WHAT IS EXPECTED: I need every line of the material below that includes the string "positive".

[[ MATERIAL TO PROCESS, beginning ]]

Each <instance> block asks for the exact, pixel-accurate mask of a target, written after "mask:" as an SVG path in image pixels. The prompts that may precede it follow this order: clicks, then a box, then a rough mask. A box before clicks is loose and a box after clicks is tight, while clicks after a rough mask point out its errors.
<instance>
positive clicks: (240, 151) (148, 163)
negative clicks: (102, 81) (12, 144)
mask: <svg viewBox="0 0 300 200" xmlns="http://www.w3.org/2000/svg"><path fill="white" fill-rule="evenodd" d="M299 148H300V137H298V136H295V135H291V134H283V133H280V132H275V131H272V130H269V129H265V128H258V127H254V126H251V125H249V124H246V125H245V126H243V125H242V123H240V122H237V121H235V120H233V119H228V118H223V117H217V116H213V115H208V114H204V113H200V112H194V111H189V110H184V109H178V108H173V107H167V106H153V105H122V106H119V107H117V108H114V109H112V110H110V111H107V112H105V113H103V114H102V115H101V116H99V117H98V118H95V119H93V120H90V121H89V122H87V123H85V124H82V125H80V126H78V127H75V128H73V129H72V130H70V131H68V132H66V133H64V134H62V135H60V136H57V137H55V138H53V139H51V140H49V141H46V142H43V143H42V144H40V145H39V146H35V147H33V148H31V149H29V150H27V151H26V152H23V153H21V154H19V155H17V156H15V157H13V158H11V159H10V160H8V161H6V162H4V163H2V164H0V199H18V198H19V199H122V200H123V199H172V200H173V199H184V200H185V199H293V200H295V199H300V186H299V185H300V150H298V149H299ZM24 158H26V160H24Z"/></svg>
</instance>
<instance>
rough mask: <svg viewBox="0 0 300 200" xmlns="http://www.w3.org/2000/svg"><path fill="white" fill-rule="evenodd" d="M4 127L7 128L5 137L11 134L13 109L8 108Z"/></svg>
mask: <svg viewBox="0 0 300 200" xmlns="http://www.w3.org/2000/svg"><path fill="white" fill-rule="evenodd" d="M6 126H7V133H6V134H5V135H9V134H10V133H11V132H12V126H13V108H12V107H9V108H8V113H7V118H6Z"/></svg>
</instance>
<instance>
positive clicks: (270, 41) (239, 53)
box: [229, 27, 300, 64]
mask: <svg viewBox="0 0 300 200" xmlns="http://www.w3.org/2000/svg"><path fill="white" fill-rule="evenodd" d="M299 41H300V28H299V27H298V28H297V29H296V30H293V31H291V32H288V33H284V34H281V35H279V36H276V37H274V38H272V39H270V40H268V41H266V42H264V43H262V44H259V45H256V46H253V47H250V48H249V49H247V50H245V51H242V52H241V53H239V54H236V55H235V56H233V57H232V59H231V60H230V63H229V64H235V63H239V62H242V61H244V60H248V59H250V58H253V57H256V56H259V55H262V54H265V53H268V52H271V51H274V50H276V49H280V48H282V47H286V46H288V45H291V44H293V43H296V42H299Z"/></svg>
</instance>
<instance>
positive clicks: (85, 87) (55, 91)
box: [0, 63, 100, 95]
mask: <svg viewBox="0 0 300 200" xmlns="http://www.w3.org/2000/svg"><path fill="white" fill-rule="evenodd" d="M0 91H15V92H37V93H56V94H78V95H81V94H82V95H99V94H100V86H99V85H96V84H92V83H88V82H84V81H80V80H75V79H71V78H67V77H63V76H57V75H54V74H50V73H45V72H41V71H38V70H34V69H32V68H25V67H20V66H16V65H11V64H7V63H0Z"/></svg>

[[ MATERIAL TO PROCESS, end ]]

TASK RESULT:
positive clicks: (240, 151) (148, 163)
positive clicks: (270, 41) (239, 53)
positive clicks: (85, 87) (55, 91)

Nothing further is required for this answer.